Do this: Reproduce all of the material word for word.

□ □ □ □

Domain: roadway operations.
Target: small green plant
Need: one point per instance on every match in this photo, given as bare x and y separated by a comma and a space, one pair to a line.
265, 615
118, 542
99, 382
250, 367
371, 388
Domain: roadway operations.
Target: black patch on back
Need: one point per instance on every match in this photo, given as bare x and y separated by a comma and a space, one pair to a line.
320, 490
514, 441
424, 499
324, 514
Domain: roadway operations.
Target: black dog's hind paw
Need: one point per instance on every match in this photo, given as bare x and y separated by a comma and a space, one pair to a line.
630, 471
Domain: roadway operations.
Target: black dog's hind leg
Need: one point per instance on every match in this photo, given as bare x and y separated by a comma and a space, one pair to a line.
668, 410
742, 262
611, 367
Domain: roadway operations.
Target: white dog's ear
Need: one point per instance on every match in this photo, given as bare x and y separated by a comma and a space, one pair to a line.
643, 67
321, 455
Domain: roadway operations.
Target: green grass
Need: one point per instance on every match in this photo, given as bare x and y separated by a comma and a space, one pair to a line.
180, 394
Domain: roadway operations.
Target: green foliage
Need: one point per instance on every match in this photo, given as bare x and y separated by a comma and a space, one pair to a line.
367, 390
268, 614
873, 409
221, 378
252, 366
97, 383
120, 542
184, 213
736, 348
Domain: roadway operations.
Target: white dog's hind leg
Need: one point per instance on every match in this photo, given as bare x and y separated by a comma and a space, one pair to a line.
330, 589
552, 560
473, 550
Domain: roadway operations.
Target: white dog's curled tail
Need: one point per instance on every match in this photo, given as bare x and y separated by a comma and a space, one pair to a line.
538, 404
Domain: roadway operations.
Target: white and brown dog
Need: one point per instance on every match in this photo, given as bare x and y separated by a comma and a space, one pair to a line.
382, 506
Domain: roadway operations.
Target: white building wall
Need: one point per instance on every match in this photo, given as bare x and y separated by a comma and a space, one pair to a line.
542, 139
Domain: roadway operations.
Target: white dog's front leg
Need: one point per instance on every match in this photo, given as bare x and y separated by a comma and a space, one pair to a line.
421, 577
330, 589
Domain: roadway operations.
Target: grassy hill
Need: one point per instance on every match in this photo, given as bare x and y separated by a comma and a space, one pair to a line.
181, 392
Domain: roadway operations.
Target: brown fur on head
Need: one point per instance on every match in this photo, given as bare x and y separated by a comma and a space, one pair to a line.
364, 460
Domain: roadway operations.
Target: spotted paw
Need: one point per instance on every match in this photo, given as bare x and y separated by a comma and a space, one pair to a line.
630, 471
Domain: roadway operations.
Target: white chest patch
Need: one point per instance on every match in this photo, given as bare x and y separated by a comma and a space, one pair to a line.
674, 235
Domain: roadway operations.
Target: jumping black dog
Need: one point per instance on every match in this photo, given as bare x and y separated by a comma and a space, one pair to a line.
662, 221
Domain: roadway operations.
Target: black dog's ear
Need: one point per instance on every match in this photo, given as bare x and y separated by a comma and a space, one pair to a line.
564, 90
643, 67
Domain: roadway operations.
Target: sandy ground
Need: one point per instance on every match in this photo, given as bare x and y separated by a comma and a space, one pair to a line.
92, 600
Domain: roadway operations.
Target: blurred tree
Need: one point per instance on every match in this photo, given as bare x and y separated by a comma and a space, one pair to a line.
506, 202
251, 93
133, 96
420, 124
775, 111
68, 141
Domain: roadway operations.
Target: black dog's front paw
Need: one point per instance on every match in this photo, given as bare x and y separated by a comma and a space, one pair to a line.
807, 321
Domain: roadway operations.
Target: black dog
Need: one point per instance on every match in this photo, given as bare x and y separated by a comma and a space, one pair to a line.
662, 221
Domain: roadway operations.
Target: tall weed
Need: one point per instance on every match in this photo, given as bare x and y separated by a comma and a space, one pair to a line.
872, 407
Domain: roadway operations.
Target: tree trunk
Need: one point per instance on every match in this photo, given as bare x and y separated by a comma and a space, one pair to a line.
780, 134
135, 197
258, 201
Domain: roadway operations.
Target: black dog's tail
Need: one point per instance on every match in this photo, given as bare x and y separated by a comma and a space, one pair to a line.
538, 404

□ □ □ □

Solution for this task:
Domain: roadway operations.
Target: small green plant
Need: one point per instance on every match in this photo, given as bare x and y separated by a comma and a space, one pair to a line.
265, 615
118, 542
99, 382
250, 367
371, 388
Domain: roadway operations.
Target: black patch on back
Need: one point per instance on every match in this photo, given as bare x and y separated by a comma and a space, one pair to a line.
320, 490
514, 441
424, 499
324, 514
Domain: roadway operations.
Target: black dog's hind paw
Need: one point per instance on every match in this photo, given as bare x and y separated by a comma and a space, one pair to a line.
630, 471
Domain: roadway operations.
Target: black dog's hind leg
Need: one point per instance on every match in this photo, given as bare x and y separated by a comma and a space, one pair to a line.
668, 410
742, 262
611, 367
Domain: roadway operations.
Target: white dog's ear
Need: one point per instance on every match in this photo, given as bare x and y separated by a comma and a space, one pair to a line.
643, 67
321, 455
Domain: roadway operations.
Target: green grass
Need: one point per instance on every match in this photo, given as bare x and y separated by a comma and a space, one pair to a line.
180, 394
Domain: roadway operations.
Target: green foliage
Need: one point per instance on every match in this photo, given as bare x and y separated by a comma and a space, one pair to a line.
367, 390
268, 614
873, 409
221, 378
252, 366
97, 383
120, 542
184, 213
736, 348
Domain: roadway operations.
Target: white dog's hind leg
Need: one point per instance on every match in this photo, given as bare x and y separated by a comma and a space, one pair to a line.
330, 589
552, 560
473, 550
Domain: roadway operations.
Target: white dog's curled tail
Need: one point per instance on every match in this photo, given as bare x and y separated by a comma and a space, one pair to a line.
538, 404
Domain: roadway operations.
Target: white and brown dog
Need: one point per instance on every match in this photo, given as bare x and y separated by a comma and a space, one pair to a line.
382, 506
Domain: roadway operations.
Target: white building wall
Need: one point per instance on every match in this photo, given as bare x and y separated by a comma and a space, one pair to a line.
542, 139
Domain: roadway operations.
Target: white dog's front leg
Need: one point per instance on every match in this photo, given as bare x and y separated by a comma and a space, one pair to a line.
421, 577
330, 589
Domain: roadway operations.
Target: grassy hill
Need: one point per instance on every match in this photo, given as bare x and y separated by a comma and a space, one pair to a line.
181, 392
Domain: roadway operations.
Target: brown fur on head
Need: one point per instance on every match in this photo, given as bare x and y separated by a comma and a space, one pair to a line.
364, 460
Domain: roadway operations.
Target: spotted paw
Need: one point per instance on every match in this photo, given as bare x and y separated by a comma and a space, one pair to a line.
630, 471
Domain: roadway operations.
Target: white chest patch
Need: one point per instance on every match in this photo, given as bare x and y separated by a comma and a space, one pair to a line.
674, 235
Domain: roadway operations.
Target: jumping black dog
Need: one point per instance on every match in this photo, given as bare x and y separated by a comma and a space, one pair to a line.
662, 221
Domain: roadway operations.
Target: black dog's ear
Need: one point per instance on every match in this photo, given as bare x and y separated by a comma and a space, one pair to a line.
564, 90
643, 67
Domain: roadway operations.
Target: sandy ground
Need: one point per instance on every match in this photo, given as bare x and y separated by a comma and a space, one pair to a line.
92, 600
Domain: roadway operations.
Target: blurred tree
Need: one point per instance on every match in this photo, given as bare x and y separated by a comma and a space, one pair to a line.
506, 202
251, 93
133, 96
420, 124
775, 111
68, 141
Domain: roadway operations.
Target: black dog's front paw
Need: one point per instance on every match in this photo, given as bare x and y separated by a comma and a space, one pair to a line.
807, 321
Domain: roadway operations.
Target: black dog
Need: one point per instance on every match in this photo, given as bare x and y separated by a comma and a space, one pair to a line.
662, 221
Domain: roadway operations.
Target: tall weed
Need: one point per instance on every match in this photo, given as bare x and y separated by a comma and a space, one pair to a line.
872, 407
Domain: roadway operations.
Target: tree trunk
Need: one point per instance on every match in this photo, given as bare x and y separated by a comma and a space, one pair to a line.
780, 134
135, 197
258, 201
Domain: roadway operations.
Target: black dog's tail
Need: one point per instance on every match in this photo, given as bare x and y separated by a comma and a space, one pair to a line.
538, 404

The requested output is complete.